- [BRIEF 1]:
Using the post on memory-bound inference, what are the answers to these?
(a) In which city is the writer sitting on the Sunday night described?
(b) At which two organizations did the writer manage microelectronics programs?
(c) By roughly how much does the academic review say peak server FLOPS have been scaling every two years?
- [BRIEF 2]:
Carry on the post about memory-bound AI inference, picking up right after its last sentence.

- [SUPPLIED TEXT]:
Skip to main content
Posts tagged:

LLM Compute

Memory‑Bound Inference: Why High‑Bandwidth Memory, Not FLOPs, Sets the Pace in AI – and What That Means for Blackwell vs. TPUs

It’s sunday night and NeurIPS is over. The Reagan National Defense Forum is over, and I’m sitting here in Fort Worth marinating in FOMO tracking the news from the weekend. Instead of live hallway conversations in New Orleans or Simi Valley, my consolation prize is to deep dive into the hardware details that actually drive inference throughput. If Google is right that modern LLM inference is fundamentally High Bandwidth Memory (HBM)-bound, not FLOP-bound, then everything from how we value accelerators to how we think about “AI infrastructure” is subtly wrong—and that shift shows up very concretely in Blackwell’s bandwidth-first design and the walls TPUs are starting to hit.

At DARPA and Lockheed, I had to manage lots of various microelectronics programs and I’m really interested in how the economics of Google, Amazon, Tesla, Intel? and others are going to try to eat away at NVIDIA’s market share. My conclusion? This market share is not simple to grab and NVIDIA’s moat may actually be widening. This post reflects my personal views only and is not investment advice, and I am not a current professional expert in semiconductor or AI hardware equity analysis, so please do your own research before making any financial decisions.

Large language models (LLMs) have shifted the centre of gravity in AI hardware. A recent comment on X pointed out that if inference is truly HBM‑bound (as Google engineers themselves suggest), then the market has been modeling throughput incorrectly. This post dives into the technical reasons why floating point operations (FLOPs) alone don’t determine inference performance, explains why the industry’s “memory wall” has become the limiting factor, and examines how NVIDIA’s Blackwell architecture is designed around bandwidth and locality while even the newest TPU variants still struggle against the memory bottleneck.

The physics: compute scales faster than memory

Semiconductor scaling has delivered exponential growth in raw compute power, but memory capacity and bandwidth have lagged. An academic review of the “memory wall” notes that peak server FLOPS have been scaling roughly 3× every two years, whereas DRAM and interconnect bandwidth grow only ~1.6× and 1.4×, respectively. This divergence means that transferring data to the compute units is increasingly the bottleneck. The review argues that for many AI workloads the time to complete an operation is completely limited by DRAM bandwidth; no matter how fast arithmetic units are, they starve if data cannot be fed quickly.

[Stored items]
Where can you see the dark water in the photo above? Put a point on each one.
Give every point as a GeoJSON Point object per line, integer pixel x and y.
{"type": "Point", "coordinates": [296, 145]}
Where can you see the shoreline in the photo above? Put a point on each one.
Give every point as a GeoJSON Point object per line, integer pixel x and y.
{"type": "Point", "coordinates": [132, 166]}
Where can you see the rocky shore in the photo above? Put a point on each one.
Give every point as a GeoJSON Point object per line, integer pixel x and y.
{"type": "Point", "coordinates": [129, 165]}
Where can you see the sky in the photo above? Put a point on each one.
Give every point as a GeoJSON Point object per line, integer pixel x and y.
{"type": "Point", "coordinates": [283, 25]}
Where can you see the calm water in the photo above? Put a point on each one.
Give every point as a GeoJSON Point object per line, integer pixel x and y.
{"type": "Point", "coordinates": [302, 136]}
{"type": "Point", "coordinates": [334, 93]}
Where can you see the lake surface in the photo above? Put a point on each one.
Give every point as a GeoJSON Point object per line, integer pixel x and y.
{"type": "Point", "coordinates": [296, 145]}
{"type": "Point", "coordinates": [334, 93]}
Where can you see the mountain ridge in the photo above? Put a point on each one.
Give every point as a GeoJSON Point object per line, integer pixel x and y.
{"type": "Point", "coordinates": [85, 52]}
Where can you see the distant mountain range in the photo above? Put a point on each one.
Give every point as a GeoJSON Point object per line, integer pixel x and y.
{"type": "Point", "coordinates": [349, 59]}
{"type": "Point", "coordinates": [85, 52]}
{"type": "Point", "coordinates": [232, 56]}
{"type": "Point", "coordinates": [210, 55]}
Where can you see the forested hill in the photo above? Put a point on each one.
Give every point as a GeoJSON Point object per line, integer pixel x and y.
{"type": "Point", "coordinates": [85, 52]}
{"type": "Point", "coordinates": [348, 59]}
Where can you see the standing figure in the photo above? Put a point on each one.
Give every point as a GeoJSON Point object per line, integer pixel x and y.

- [ANSWER SECTION 1]:
(a) Fort Worth
(b) DARPA and Lockheed
(c) Roughly 3×

- [ANSWER SECTION 2]:
Google’s infrastructure engineers echo this warning. Amin Vahdat wrote that advances in AI require redesigning the compute backbone because performance gains in computation have outpaced growth in memory bandwidth; simply adding compute units will cause them to idle while waiting for data. The first‑generation TPU design illustrates the point: Google admitted it was limited by memory bandwidth, so the second generation switched to High‑Bandwidth Memory (HBM) to increase bandwidth to 600 GB/s and double performance.

Why LLM inference is memory‑bandwidth bound

During LLM training, large batches reuse weights across many tokens, so arithmetic intensity is high and compute FLOPs dominate. Inference is different. Each token’s generation (decode) must fetch model weights and the per‑token key–value (KV) cache from HBM and write back updated KV states. A widely read technical guide shows that during generation, the arithmetic intensity of the attention block collapses: we perform a tiny matrix–vector multiply while streaming the entire KV cache. As a result we are basically always memory bandwidth‑bound during attention. The guide further notes that every sequence has its own KV cache, so larger batch sizes only increase memory traffic; we will almost always be memory‑bound unless architectures change. In concrete numbers, serving a 30B parameter model on a 4×4 TPU v5e slice (8.1 TB/s aggregate HBM bandwidth) yields a lower‑bound step time of 2.5 ms for a batch of four tokens, dominated by loading the weights and KV cache.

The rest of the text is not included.